### Stated task
Write what comes next in the opinion on the petition for rehearing, starting after its last sentence.

### Extract
=-=-=-=-=
Gary T. Sacks, Joel K. Goldstein, St. Louis, Mo., Ernest Lane, III, Greenville, Miss., for appellee.
Appeals from the United States District Court for the Northern District of Mississippi.
Before CLARK, Chief Judge, GEE, and RUBIN, Circuit Judges.
ON PETITION FOR REHEARING (Opinion Jan. 4, 1988, 5th Cir. 1988, 834 F.2d 1206)
Plaintiffs-Appellants seek rehearing on five grounds. The first is that we mistakenly held as a matter of law that the 100-mile Trading Warranty was breached without permitting them an opportunity to develop factual proof which was denied because of the district court's preliminary ruling that the automatic acquisition clause overrode the trading warranty limitation. The proof would consist of establishing that the point where M/V SHENANDOAH burned — established to be between Mississippi River Mile Marker 714 and River Mile Marker 716 — was really within a straightline overland distance of 100 nautical miles, if the distance were measured "as the crow flies," from the northernmost point of the city limits of Greenville, Mississippi. The record reflects without dispute that the port at which M/V SHENANDOAH was insured at "port risk" is located at River Mile Number 537. The Mississippi River distance from the Port of Greenville to the point of fire measured in statute miles of 5,280 feet is thus either 177 or 179 miles. Even if nautical miles of 6,076 feet were used in the calculation of river distance from the port, where M/V SHENANDOAH was warranted to be, to the point at which it caught fire, the distance would be over 150 miles. We refuse rehearing which would permit a remand for consideration of the contention that the trading warranty might be applied to "crow fly" travel by M/V SHENANDOAH or any travel other than along the Mississippi River measured according to mileage normally used for such travel.
=-=-=-=-=
### Provided records
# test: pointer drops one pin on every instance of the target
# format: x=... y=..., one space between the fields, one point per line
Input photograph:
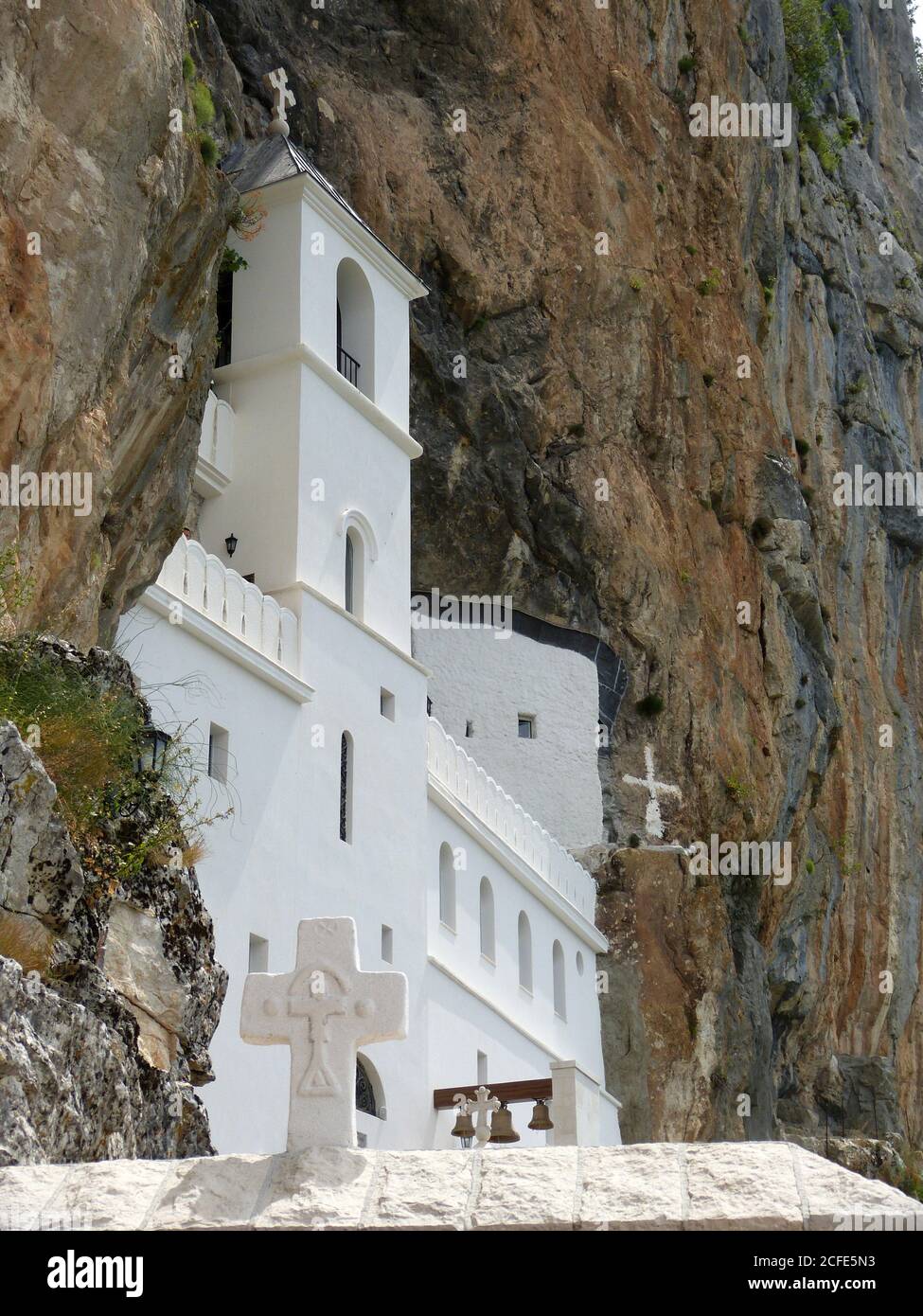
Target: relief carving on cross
x=323 y=1009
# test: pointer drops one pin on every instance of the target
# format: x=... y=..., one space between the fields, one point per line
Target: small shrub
x=209 y=149
x=232 y=260
x=810 y=40
x=650 y=705
x=841 y=16
x=203 y=105
x=246 y=220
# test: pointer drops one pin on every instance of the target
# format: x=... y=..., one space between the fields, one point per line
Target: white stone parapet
x=676 y=1186
x=216 y=446
x=458 y=774
x=201 y=580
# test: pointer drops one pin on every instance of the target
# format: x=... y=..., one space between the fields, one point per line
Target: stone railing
x=203 y=582
x=216 y=444
x=468 y=782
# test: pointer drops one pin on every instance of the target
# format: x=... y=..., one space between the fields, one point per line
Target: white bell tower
x=319 y=383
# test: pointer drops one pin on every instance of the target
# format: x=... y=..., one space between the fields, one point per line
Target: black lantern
x=153 y=749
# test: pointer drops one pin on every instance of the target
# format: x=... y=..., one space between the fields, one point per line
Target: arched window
x=558 y=972
x=354 y=573
x=486 y=907
x=369 y=1092
x=524 y=951
x=356 y=328
x=447 y=886
x=346 y=787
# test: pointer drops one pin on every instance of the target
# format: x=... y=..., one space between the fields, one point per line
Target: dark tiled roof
x=273 y=159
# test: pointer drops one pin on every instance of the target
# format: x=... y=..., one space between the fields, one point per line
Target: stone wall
x=723 y=1186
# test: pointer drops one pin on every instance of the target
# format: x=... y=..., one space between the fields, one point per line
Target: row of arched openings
x=488 y=931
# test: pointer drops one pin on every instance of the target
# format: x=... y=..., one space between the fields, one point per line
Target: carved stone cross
x=482 y=1106
x=653 y=823
x=282 y=100
x=323 y=1009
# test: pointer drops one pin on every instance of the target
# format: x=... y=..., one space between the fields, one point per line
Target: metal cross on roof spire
x=282 y=100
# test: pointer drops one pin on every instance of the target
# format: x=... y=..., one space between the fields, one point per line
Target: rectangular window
x=258 y=961
x=218 y=753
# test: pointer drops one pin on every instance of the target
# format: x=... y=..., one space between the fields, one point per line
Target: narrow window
x=346 y=787
x=558 y=972
x=447 y=886
x=218 y=753
x=488 y=938
x=354 y=574
x=258 y=960
x=350 y=573
x=524 y=951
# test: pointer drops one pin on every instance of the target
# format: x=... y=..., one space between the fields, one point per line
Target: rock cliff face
x=583 y=367
x=603 y=455
x=110 y=991
x=111 y=228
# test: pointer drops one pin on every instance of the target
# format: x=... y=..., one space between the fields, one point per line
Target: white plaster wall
x=490 y=682
x=280 y=860
x=458 y=953
x=289 y=293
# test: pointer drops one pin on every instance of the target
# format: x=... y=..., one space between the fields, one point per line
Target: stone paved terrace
x=654 y=1186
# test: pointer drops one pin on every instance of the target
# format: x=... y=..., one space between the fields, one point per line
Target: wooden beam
x=527 y=1090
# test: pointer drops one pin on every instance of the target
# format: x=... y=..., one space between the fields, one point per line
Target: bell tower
x=317 y=377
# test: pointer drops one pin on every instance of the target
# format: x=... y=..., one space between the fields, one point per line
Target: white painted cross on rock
x=323 y=1011
x=653 y=823
x=282 y=100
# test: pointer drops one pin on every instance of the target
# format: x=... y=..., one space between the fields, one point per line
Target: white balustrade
x=461 y=776
x=216 y=445
x=203 y=582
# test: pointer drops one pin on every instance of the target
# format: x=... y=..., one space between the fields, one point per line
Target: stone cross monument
x=282 y=100
x=653 y=820
x=323 y=1009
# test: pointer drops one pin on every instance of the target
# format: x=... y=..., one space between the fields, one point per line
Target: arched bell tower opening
x=356 y=328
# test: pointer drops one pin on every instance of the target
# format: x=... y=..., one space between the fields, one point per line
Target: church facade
x=278 y=638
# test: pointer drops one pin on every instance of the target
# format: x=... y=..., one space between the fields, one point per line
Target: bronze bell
x=464 y=1128
x=540 y=1120
x=501 y=1127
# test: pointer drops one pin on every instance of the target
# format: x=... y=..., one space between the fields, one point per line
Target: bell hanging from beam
x=541 y=1117
x=501 y=1127
x=464 y=1128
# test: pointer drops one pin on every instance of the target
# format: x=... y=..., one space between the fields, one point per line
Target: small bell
x=464 y=1128
x=501 y=1127
x=540 y=1120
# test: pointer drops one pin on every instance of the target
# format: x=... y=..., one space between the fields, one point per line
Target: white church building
x=293 y=670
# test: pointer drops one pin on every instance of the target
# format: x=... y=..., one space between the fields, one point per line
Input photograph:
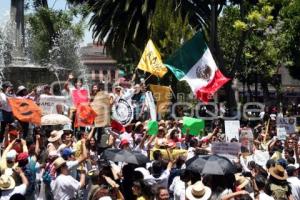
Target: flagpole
x=134 y=75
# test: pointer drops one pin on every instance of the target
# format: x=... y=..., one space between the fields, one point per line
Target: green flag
x=152 y=127
x=194 y=125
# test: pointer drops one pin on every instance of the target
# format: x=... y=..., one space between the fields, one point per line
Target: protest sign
x=85 y=116
x=149 y=101
x=152 y=127
x=259 y=157
x=52 y=104
x=80 y=96
x=163 y=96
x=194 y=125
x=289 y=123
x=223 y=148
x=246 y=138
x=26 y=110
x=122 y=111
x=232 y=128
x=101 y=105
x=175 y=153
x=281 y=133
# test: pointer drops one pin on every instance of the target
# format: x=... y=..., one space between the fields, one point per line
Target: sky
x=56 y=4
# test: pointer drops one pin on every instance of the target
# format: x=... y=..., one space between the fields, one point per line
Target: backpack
x=278 y=191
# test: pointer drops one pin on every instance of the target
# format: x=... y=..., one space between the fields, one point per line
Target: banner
x=149 y=101
x=175 y=153
x=26 y=110
x=162 y=95
x=281 y=133
x=101 y=105
x=195 y=126
x=85 y=116
x=122 y=111
x=232 y=128
x=259 y=157
x=52 y=104
x=246 y=138
x=80 y=96
x=226 y=148
x=289 y=123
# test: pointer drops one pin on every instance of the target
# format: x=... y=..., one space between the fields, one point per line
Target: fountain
x=20 y=71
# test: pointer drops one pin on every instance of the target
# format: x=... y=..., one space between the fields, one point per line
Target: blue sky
x=56 y=4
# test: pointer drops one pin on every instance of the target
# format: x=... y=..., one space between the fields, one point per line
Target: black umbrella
x=212 y=164
x=118 y=155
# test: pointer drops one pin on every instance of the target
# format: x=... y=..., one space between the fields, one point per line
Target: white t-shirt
x=72 y=167
x=162 y=180
x=295 y=185
x=64 y=187
x=191 y=152
x=178 y=188
x=4 y=103
x=264 y=196
x=6 y=194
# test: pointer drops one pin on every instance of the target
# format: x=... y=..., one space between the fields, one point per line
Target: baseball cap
x=22 y=156
x=123 y=142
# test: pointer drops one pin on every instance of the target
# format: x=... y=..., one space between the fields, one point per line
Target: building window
x=105 y=78
x=96 y=75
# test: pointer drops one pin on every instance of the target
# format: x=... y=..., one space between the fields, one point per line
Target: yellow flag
x=162 y=95
x=151 y=61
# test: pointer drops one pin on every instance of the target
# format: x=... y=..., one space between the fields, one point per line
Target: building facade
x=101 y=67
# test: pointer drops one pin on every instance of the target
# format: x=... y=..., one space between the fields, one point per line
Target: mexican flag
=-=-=-=-=
### Exercise answer
The second ground for rehearing asserts that plaintiffs should be allowed to argue to the trial court that defendant waived the 100-mile Trading Warranty provision of the policy by paying claims on M/V MARTHA TROTTER — a vessel insured on all rivers navigational status — without regard to geographic location. This ground is without merit.
The third ground for rehearing asserts that plaintiffs should be allowed to prove defendant is estopped to invoke the Trading Warranty because of the automatic acquisition clause and because of representations made in a letter from a marine broker about the automatic acquisition clause — a letter held to be inadmissible by the trial court. This ground is contrary to the construction placed on the automatic acquisition clause by this court, and the petition for rehearing on this ground is denied.
The fourth ground for rehearing asserts that plaintiffs want to try as an issue of fact that the 100-mile Trading Warranty was included in policy EWH-5234 by mistake. The record discloses that the Trading Warranty was included in the two preceding policies which policy EWH-5234 renewed and it was also contained in the renewal policy which followed this policy. This court specifically requested the parties to respond to the following question:
Why was the 100 mile trading warranty written in the policy, if no vessels scheduled at the time were subject to it and vessels acquired later were to be covered without any navigational limits?
Plaintiffs made no mention of mistake in its written response. We decline to entertain this issue for the first time on rehearing.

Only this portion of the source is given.